— Task —
State how many lines of the listing below contain the string "stem". Give only the number.

** start of Dataset **

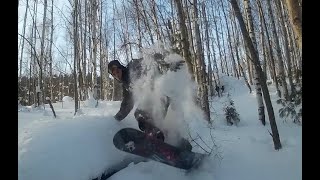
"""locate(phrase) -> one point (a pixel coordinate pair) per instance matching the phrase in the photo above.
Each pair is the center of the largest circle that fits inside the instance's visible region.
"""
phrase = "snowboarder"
(127, 75)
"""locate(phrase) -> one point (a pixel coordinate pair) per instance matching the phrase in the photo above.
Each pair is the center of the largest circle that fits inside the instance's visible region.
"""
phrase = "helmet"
(114, 63)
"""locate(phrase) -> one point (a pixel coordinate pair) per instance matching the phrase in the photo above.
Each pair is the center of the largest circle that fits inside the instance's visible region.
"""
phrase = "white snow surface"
(80, 147)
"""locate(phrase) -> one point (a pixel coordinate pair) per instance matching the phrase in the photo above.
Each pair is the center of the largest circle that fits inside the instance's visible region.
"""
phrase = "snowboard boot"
(184, 144)
(155, 133)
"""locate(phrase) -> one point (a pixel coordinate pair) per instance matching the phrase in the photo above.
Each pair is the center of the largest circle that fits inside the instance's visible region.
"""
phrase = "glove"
(117, 117)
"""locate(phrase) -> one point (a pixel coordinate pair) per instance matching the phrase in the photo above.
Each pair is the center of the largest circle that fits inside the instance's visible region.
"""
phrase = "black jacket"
(129, 74)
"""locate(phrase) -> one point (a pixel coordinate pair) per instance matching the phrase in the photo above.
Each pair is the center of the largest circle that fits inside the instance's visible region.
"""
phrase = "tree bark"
(249, 43)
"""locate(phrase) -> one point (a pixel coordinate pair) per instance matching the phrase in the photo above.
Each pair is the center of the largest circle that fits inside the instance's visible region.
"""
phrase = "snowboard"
(138, 143)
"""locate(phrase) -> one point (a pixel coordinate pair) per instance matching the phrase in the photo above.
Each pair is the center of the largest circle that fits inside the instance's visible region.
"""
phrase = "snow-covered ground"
(80, 147)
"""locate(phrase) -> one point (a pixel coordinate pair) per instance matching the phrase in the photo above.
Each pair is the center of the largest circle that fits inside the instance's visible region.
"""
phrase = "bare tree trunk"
(229, 40)
(278, 50)
(295, 14)
(210, 72)
(273, 124)
(286, 48)
(23, 33)
(42, 54)
(94, 7)
(256, 76)
(102, 56)
(217, 36)
(145, 18)
(51, 55)
(84, 59)
(237, 44)
(138, 24)
(184, 37)
(201, 69)
(190, 34)
(272, 62)
(76, 54)
(224, 48)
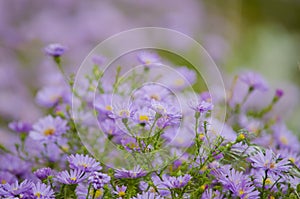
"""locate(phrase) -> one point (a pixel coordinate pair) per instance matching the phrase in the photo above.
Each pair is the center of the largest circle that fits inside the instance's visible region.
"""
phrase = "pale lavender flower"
(137, 172)
(40, 190)
(16, 190)
(49, 128)
(254, 81)
(55, 49)
(83, 162)
(20, 127)
(176, 182)
(70, 177)
(98, 180)
(43, 173)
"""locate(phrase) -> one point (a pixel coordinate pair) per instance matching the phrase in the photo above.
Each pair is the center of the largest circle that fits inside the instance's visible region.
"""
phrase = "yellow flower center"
(121, 193)
(144, 118)
(49, 132)
(108, 108)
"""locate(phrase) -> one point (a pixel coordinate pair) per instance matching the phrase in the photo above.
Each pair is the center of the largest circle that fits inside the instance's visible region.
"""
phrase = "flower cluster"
(171, 143)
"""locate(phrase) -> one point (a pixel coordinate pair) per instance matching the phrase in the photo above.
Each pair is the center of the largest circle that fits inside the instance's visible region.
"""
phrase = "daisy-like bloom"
(43, 173)
(235, 181)
(98, 180)
(270, 162)
(71, 177)
(82, 192)
(16, 190)
(55, 49)
(50, 96)
(176, 182)
(40, 190)
(254, 80)
(83, 163)
(48, 128)
(20, 127)
(210, 194)
(148, 58)
(137, 172)
(120, 191)
(202, 107)
(7, 177)
(148, 195)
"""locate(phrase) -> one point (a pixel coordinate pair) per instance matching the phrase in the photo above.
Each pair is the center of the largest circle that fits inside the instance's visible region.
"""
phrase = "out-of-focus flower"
(55, 49)
(40, 190)
(20, 127)
(148, 195)
(98, 180)
(16, 190)
(137, 172)
(269, 161)
(120, 191)
(49, 128)
(43, 173)
(83, 162)
(148, 58)
(254, 81)
(70, 177)
(176, 182)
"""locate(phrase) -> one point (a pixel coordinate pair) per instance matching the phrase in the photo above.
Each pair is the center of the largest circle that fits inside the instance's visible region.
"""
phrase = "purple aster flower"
(98, 180)
(82, 192)
(43, 173)
(49, 128)
(148, 58)
(7, 177)
(83, 162)
(16, 190)
(148, 195)
(70, 177)
(176, 182)
(20, 127)
(210, 194)
(40, 190)
(254, 81)
(202, 107)
(120, 191)
(55, 50)
(137, 172)
(269, 161)
(51, 96)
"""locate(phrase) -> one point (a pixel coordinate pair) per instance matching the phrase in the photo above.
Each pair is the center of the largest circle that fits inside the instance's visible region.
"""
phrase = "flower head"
(20, 127)
(137, 172)
(55, 49)
(98, 180)
(48, 128)
(43, 173)
(70, 177)
(83, 162)
(254, 81)
(40, 190)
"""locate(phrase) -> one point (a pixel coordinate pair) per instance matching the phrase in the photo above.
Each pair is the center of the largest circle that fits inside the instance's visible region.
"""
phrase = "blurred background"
(258, 35)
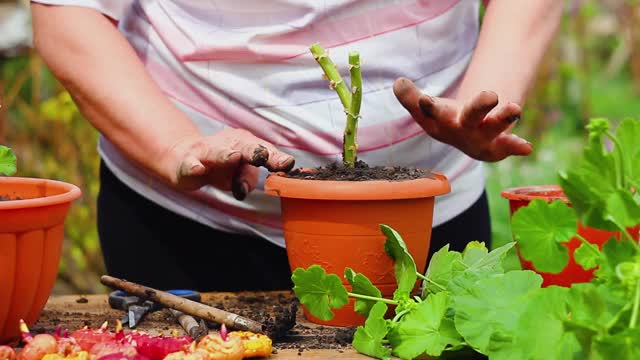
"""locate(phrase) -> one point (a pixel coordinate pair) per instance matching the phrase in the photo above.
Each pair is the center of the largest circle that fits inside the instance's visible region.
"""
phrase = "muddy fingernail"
(426, 106)
(286, 164)
(260, 156)
(239, 189)
(513, 118)
(230, 154)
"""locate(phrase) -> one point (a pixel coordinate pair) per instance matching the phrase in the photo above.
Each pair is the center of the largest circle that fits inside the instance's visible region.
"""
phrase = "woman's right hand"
(228, 160)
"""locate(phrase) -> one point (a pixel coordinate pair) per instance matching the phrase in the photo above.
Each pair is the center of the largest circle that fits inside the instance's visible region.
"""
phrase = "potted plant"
(598, 184)
(32, 214)
(331, 215)
(470, 305)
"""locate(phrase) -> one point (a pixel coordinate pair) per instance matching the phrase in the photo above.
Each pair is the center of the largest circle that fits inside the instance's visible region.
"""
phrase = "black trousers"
(145, 243)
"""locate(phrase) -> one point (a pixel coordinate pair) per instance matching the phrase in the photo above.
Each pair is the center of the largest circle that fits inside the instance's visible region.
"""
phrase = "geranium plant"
(350, 97)
(7, 161)
(469, 303)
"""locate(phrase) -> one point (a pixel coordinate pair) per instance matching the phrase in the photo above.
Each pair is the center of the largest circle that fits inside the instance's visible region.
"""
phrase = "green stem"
(399, 315)
(332, 74)
(636, 306)
(350, 146)
(373, 298)
(589, 245)
(619, 161)
(442, 288)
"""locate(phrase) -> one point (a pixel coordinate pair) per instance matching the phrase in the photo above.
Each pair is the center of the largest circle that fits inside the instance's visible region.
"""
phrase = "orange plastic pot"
(335, 224)
(572, 273)
(31, 234)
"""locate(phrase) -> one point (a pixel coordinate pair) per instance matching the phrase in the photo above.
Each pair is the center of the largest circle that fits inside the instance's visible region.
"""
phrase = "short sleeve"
(113, 8)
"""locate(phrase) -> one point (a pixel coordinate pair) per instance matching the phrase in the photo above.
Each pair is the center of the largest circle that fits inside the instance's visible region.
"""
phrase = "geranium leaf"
(7, 161)
(492, 306)
(405, 267)
(628, 133)
(368, 339)
(540, 230)
(622, 209)
(440, 270)
(586, 257)
(318, 291)
(360, 284)
(614, 252)
(541, 322)
(421, 331)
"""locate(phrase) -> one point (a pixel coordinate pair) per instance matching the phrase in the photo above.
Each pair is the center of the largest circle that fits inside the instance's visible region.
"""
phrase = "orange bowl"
(31, 234)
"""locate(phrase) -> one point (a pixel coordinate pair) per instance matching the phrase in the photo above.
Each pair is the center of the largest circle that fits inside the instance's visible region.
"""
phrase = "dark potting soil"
(278, 314)
(360, 172)
(277, 311)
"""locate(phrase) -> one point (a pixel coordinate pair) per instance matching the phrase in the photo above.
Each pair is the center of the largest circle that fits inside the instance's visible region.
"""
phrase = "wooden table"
(74, 311)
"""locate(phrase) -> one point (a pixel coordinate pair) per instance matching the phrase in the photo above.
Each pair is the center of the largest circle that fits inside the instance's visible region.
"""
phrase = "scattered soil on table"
(361, 172)
(278, 311)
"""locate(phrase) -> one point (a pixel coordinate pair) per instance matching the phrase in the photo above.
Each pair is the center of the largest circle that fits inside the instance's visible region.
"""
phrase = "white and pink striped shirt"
(245, 64)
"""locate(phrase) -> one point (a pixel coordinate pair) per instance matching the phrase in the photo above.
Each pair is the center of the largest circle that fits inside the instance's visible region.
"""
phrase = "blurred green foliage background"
(592, 69)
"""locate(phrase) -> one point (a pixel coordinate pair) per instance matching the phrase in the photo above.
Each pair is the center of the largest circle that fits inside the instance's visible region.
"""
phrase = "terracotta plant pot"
(335, 224)
(31, 234)
(572, 273)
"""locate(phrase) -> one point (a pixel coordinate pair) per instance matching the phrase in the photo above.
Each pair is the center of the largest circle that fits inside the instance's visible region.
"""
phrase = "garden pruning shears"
(136, 308)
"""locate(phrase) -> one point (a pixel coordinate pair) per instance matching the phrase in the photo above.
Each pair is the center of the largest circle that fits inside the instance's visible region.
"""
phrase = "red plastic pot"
(31, 234)
(572, 273)
(336, 224)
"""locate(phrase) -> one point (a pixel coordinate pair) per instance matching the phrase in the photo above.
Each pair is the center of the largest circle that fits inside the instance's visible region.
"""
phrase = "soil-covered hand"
(228, 159)
(479, 128)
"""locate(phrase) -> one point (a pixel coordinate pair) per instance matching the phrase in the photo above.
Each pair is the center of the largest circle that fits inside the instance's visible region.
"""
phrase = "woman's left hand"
(479, 128)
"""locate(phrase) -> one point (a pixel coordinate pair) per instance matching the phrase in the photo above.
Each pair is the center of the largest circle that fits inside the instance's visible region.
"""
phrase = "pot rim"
(279, 185)
(532, 192)
(72, 192)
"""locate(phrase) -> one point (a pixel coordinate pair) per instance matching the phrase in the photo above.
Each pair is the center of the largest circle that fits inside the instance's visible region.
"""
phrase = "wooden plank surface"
(75, 311)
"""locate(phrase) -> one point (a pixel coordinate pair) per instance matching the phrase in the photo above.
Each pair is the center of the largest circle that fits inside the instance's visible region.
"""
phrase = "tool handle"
(188, 323)
(186, 306)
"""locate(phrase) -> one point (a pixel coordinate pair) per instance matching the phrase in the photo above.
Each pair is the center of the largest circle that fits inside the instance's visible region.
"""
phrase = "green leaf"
(628, 133)
(421, 331)
(455, 271)
(318, 291)
(368, 339)
(540, 332)
(622, 209)
(614, 252)
(589, 183)
(441, 270)
(7, 161)
(405, 267)
(586, 257)
(541, 229)
(492, 306)
(362, 285)
(595, 307)
(623, 345)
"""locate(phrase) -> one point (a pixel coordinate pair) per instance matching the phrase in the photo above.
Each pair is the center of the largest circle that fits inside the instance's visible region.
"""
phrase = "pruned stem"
(350, 150)
(335, 80)
(373, 298)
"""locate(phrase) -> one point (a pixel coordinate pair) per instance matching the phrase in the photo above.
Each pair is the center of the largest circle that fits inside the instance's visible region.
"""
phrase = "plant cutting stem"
(350, 146)
(335, 80)
(621, 160)
(442, 288)
(636, 306)
(373, 298)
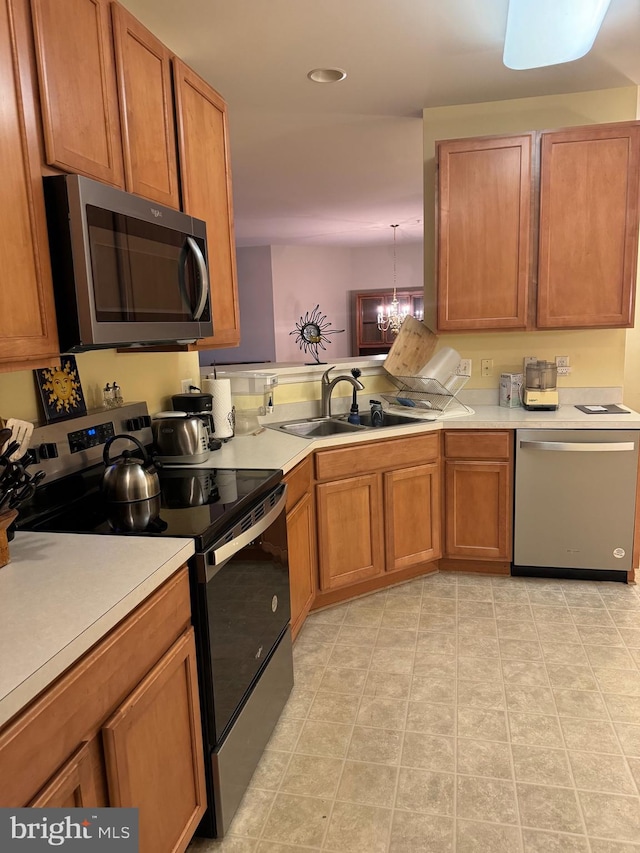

** end of Dataset **

— Solved problem —
3